• _Set task_: Return each entry exactly, omitting nothing.

── Input for this task

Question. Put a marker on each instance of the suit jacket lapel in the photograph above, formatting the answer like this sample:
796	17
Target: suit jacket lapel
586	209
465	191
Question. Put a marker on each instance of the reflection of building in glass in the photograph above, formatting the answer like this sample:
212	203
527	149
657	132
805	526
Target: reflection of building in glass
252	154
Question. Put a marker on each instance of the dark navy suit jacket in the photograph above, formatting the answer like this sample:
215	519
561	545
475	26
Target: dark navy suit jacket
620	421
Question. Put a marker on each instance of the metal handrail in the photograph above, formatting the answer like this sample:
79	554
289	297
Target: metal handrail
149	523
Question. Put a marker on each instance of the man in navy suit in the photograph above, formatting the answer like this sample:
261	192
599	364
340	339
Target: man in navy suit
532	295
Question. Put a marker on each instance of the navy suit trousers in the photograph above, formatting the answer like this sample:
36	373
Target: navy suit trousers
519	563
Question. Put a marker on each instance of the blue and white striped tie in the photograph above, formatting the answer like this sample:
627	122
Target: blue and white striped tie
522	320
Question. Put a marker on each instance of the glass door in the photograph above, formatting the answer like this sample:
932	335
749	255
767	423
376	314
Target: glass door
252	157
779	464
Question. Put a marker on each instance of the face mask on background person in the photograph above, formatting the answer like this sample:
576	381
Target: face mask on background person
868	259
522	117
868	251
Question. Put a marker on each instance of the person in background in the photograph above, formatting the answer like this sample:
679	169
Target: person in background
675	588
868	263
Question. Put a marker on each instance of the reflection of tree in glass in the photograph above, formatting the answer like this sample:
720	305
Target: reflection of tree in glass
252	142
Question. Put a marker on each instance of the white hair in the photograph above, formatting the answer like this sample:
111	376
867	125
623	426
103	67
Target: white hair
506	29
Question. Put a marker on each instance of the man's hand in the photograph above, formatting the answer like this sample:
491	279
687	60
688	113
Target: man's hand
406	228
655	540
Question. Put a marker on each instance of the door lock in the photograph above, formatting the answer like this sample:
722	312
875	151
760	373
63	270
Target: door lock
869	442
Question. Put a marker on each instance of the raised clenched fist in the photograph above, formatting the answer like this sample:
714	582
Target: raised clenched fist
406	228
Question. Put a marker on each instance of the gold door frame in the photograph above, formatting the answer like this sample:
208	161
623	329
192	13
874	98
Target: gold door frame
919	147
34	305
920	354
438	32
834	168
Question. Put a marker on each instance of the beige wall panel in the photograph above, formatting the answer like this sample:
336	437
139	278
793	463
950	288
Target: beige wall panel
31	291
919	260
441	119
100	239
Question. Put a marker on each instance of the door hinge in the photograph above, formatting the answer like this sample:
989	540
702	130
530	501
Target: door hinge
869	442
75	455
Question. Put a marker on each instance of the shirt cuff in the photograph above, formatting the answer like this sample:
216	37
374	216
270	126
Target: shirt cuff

────

• _Final answer_:
Question. Put a marker on each instance of the suit jacket lapel in the photograph above, formatting the answer like this sample:
796	17
Target: suit jacket lapel
586	209
465	191
Question. Put a marker on each instance of the reflection of building in glass in the photograph above, formatting the answer like this sample:
212	203
527	149
657	132
805	526
Target: reflection of building in glass
252	154
Question. Put a marker on each instance of the dark navy suit jacket in the photograph above, formatting the answer like this sample:
215	519
561	545
475	26
Target: dark navy suit jacket
620	421
Question. Put a marker on each instance of the metal handrail in the photograph above, formatting the answer like this sample:
79	554
289	297
Target: metal handrail
149	523
Question. Put a marker on each instance of the man in navy suit in the photograph above, formatting the answer like this sample:
261	192
599	364
340	339
Target: man in navy suit
532	295
Question. Put a marker on each instance of the navy suit trousers in the photograph above, formatting the answer like this sample:
36	373
Target: navy suit trousers
519	563
Question. Put a marker on each instance of the blue and white striped tie in the photograph above, formatting the answer like this sample:
627	122
Target: blue and white striped tie
522	320
Question. Put a marker on each instance of the glass door in the photograph above, formatting the answer like this sample:
932	335
749	255
767	423
376	314
Target: glass door
252	157
779	464
Question. Put a marker on each instance of the face mask on background person in the photograph above, formatting the answer like this sample:
576	381
Target: face mask on background person
868	259
522	117
868	251
Question. Put a marker on each instance of the person in background in the photograph above, formatting the answer like this sample:
679	169
Target: person in background
675	588
868	263
Question. Put a marker on each instance of the reflection of tree in glass in the photograph above, formatting the answer like this sample:
720	305
Target: reflection of tree in glass
252	142
Question. Put a marker on each instance of the white hair in the photograph above, formatting the answer like this sample:
111	376
867	125
623	426
103	67
Target: white hair
506	29
Question. Put a marker on each instance of the man's hand in the photograph above, formatting the answer like this sample:
491	279
687	60
688	113
Target: man's hand
406	228
655	540
Question. Put a marker on each instance of the door lock in the photograph above, formatting the answer like this sample:
722	312
875	151
760	373
63	270
Target: door lock
869	442
Question. Put a marker on each instance of the raised clenched fist in the photograph above, formatting the answer like this sample:
714	582
Target: raised clenched fist
406	228
Question. Put a marker on each instance of the gold door frame in the photograph above, formatting the answer like this sample:
208	161
623	329
192	13
874	98
Target: gold door frame
919	147
34	305
920	354
438	32
834	168
Question. Put a marker on each instance of the beige wall panel in the photograph above, formatting the answer like this sample:
336	437
139	278
793	463
950	288
Target: beige wall panel
31	291
919	260
441	119
100	239
Question. Put a marker on each instance of the door hinge in the photograph above, formatting the answer like this sample:
989	540
702	130
530	501
Target: door hinge
869	442
75	455
Question. Put a marker on each instance of the shirt cuff in the photograph above, formatting the answer like this sample:
216	37
374	216
270	126
Target: shirt cuff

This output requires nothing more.